──────── EXTRACTED RECORDS ────────

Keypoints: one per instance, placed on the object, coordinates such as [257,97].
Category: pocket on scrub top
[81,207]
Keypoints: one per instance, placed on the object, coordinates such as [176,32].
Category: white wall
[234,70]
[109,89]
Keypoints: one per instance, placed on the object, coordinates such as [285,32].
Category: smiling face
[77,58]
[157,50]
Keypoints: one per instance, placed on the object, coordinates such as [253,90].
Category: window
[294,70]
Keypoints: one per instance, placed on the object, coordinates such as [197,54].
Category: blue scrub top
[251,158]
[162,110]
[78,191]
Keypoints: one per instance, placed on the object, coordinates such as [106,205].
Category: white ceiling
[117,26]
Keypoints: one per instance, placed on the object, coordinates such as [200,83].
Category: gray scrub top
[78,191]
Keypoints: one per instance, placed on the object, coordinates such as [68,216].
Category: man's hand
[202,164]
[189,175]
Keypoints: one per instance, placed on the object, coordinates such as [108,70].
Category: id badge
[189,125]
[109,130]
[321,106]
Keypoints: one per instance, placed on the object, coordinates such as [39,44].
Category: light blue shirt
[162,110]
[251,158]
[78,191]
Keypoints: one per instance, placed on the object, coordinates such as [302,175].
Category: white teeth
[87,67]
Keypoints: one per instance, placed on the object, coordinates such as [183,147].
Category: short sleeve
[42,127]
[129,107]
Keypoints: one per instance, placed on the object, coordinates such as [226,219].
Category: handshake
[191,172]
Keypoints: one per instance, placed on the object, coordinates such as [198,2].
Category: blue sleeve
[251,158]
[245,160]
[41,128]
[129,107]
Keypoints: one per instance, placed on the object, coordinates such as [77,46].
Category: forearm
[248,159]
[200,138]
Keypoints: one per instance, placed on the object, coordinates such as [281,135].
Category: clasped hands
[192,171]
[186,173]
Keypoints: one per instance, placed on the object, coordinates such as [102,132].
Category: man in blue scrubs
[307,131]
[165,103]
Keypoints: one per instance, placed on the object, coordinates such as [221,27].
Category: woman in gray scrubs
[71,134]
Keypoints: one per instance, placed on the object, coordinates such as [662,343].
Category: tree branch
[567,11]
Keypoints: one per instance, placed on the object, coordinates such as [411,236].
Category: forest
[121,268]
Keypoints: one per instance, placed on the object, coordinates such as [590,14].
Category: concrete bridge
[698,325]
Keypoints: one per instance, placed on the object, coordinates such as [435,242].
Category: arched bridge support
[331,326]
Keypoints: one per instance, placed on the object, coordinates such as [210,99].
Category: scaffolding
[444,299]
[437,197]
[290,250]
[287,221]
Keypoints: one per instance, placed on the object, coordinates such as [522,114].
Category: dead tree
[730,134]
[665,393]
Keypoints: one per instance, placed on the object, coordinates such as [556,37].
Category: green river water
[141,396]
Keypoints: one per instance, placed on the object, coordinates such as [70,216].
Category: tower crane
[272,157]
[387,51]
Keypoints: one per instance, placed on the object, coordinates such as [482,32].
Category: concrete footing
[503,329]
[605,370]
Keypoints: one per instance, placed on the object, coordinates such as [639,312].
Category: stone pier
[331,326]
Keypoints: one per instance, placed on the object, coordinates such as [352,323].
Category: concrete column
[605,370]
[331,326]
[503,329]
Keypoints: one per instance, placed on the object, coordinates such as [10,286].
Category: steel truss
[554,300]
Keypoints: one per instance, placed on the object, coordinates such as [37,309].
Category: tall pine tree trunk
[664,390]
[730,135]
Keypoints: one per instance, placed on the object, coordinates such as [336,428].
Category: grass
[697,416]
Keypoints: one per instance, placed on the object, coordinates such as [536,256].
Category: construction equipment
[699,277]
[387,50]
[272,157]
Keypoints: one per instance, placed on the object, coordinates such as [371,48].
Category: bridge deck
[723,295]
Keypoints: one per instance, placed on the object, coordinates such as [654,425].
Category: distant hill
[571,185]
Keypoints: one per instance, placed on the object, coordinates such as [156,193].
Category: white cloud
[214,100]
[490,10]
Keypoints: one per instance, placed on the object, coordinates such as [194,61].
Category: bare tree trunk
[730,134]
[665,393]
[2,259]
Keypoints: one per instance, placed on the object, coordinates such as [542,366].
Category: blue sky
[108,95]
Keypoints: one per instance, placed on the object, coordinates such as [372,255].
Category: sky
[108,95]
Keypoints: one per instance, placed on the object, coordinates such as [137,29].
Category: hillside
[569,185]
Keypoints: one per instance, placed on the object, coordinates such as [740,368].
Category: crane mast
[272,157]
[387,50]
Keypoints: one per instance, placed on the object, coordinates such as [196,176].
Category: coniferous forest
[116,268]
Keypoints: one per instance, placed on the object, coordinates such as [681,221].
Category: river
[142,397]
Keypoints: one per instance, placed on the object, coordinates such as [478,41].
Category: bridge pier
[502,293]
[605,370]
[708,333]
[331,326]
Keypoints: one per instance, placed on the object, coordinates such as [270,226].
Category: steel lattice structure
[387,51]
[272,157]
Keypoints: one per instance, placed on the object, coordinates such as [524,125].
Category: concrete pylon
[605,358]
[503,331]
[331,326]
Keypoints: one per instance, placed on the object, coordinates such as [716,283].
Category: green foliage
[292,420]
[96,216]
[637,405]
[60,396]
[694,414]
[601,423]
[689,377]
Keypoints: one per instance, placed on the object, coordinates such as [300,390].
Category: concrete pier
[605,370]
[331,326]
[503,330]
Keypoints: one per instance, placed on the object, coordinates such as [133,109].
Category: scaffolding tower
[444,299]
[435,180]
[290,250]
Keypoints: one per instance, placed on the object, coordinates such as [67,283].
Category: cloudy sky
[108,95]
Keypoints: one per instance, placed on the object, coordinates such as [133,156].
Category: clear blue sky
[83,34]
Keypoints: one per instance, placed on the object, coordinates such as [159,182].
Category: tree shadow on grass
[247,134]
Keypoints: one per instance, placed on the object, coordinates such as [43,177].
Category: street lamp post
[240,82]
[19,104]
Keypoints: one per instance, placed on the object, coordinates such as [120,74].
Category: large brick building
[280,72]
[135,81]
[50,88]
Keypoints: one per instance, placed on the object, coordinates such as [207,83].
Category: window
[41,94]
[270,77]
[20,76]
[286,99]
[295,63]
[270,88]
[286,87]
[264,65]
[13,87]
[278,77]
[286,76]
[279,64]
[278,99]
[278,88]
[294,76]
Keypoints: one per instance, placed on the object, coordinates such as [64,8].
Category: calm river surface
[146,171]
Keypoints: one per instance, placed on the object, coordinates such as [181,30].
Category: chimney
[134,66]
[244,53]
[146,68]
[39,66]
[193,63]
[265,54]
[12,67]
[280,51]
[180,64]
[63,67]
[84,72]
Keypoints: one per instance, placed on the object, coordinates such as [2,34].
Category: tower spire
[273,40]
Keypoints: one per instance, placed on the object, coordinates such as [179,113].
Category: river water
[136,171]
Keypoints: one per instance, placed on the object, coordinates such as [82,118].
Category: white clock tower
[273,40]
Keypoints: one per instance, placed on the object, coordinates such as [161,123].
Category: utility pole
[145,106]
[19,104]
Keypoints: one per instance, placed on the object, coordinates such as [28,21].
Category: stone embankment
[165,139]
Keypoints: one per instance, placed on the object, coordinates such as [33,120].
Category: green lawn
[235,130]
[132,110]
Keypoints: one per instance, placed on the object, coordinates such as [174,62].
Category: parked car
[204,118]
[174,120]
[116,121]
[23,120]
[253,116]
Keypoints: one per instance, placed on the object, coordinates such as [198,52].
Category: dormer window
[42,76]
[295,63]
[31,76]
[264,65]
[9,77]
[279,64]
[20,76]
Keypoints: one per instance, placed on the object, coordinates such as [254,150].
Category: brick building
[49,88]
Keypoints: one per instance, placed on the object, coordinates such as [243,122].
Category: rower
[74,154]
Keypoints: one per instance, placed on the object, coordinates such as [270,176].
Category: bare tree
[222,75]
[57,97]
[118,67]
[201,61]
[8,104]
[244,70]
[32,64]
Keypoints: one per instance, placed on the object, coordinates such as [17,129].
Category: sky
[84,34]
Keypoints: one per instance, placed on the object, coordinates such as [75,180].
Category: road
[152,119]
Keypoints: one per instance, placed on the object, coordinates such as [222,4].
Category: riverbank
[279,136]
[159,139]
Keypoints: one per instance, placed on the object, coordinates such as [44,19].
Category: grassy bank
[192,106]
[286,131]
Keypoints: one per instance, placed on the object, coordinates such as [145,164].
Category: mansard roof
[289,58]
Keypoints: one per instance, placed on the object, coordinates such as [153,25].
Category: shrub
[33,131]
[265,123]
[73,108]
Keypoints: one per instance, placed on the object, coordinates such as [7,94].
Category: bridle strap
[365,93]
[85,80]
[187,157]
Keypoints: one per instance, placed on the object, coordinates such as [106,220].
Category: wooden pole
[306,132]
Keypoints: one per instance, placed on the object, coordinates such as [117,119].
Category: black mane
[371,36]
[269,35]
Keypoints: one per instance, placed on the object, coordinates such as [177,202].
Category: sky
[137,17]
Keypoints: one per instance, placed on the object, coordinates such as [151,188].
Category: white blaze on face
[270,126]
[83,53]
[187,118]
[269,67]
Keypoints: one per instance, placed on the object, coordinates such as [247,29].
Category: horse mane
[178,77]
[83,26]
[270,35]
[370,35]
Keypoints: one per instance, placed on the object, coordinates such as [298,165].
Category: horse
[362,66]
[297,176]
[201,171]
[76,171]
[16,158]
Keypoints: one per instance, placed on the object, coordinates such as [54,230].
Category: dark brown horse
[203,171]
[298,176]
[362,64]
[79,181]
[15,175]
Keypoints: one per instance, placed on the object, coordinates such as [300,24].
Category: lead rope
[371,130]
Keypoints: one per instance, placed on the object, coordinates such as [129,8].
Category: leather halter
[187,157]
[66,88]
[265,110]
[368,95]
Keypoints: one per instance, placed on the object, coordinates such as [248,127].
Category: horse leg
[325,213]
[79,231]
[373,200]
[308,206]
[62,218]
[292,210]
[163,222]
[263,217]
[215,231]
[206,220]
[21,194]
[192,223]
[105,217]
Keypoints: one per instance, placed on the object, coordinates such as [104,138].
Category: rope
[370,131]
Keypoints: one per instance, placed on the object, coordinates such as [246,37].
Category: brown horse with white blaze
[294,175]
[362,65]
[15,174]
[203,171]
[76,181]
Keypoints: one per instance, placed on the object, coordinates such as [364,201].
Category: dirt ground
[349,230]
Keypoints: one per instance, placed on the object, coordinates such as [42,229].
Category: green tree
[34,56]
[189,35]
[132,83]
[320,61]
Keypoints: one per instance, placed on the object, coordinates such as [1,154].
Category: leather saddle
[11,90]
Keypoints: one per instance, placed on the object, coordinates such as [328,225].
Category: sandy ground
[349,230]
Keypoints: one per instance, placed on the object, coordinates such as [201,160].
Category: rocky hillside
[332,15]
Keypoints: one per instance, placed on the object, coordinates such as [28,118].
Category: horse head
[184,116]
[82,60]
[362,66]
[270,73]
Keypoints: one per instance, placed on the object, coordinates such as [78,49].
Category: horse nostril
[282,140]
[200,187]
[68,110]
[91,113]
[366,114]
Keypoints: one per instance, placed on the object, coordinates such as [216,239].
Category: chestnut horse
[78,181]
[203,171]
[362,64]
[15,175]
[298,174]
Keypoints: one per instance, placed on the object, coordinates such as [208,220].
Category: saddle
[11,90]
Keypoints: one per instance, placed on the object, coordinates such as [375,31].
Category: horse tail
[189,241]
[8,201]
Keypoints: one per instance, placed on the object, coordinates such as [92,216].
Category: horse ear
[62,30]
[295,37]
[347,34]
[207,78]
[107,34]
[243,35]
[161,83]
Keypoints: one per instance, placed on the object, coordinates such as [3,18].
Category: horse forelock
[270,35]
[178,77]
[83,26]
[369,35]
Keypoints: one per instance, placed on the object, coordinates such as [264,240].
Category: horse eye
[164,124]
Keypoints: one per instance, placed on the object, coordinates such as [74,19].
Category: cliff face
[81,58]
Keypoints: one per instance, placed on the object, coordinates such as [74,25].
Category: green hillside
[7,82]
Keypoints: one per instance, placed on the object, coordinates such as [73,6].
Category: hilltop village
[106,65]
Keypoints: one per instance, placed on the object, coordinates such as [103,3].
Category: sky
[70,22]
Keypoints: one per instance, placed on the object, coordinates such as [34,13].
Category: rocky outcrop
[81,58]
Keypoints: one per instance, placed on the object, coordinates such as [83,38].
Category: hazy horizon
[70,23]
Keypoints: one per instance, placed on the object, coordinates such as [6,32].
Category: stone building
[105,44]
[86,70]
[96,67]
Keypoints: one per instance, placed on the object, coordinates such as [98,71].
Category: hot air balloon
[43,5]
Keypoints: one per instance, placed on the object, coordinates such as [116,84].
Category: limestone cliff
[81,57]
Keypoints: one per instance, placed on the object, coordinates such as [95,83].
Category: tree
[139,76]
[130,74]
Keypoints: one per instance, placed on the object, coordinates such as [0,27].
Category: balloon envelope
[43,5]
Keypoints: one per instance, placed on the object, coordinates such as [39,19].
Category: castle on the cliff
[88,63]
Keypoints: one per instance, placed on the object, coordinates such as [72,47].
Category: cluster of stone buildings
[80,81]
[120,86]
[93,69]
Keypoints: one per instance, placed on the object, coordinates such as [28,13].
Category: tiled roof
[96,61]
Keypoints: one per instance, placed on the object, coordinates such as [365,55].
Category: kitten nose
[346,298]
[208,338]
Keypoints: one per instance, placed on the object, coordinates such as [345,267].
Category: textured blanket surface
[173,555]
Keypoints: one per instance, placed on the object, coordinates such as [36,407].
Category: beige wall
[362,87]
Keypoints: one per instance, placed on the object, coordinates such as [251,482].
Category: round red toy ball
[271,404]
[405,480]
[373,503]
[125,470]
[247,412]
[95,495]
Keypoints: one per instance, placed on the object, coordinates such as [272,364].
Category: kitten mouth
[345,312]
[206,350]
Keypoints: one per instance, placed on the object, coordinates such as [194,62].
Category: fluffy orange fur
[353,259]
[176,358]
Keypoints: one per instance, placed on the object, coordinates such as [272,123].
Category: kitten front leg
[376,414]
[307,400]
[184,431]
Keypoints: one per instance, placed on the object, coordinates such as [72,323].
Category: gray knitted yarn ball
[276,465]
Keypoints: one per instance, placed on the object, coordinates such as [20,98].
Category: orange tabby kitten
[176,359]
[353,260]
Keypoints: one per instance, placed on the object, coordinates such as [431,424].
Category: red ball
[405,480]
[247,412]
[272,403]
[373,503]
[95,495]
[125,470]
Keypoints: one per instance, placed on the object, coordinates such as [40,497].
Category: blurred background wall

────────

Take from the material above the lines running from the one with "Category: horse eye" through the one with "such as [72,47].", and repeat them exactly, with nothing else.

Category: horse eye
[164,124]
Keypoints: one per instance, placed on the object, coordinates such as [74,19].
Category: cliff face
[81,58]
Keypoints: one per instance, placed on the object, coordinates such as [74,25].
Category: green hillside
[7,82]
Keypoints: one per instance, placed on the object, coordinates such as [73,6].
Category: hilltop village
[106,65]
Keypoints: one per instance, placed on the object, coordinates such as [103,3].
Category: sky
[70,22]
Keypoints: one per instance, placed on the object, coordinates such as [34,13].
Category: rocky outcrop
[81,58]
Keypoints: one per instance, placed on the object, coordinates such as [83,38].
Category: hazy horizon
[70,23]
Keypoints: one per instance, placed on the object, coordinates such as [6,32].
Category: stone building
[105,44]
[86,70]
[96,67]
Keypoints: one per instance, placed on the object, coordinates such as [98,71].
Category: hot air balloon
[43,5]
Keypoints: one per instance, placed on the object, coordinates such as [116,84].
Category: limestone cliff
[81,57]
Keypoints: one per instance, placed on the object, coordinates such as [95,83].
Category: tree
[139,76]
[130,74]
Keypoints: one per instance, placed on the object, coordinates such as [0,27].
Category: balloon envelope
[43,5]
Keypoints: one per instance, placed on the object, coordinates such as [39,19].
Category: castle on the cliff
[88,63]
Keypoints: one per instance, placed on the object, coordinates such as [72,47].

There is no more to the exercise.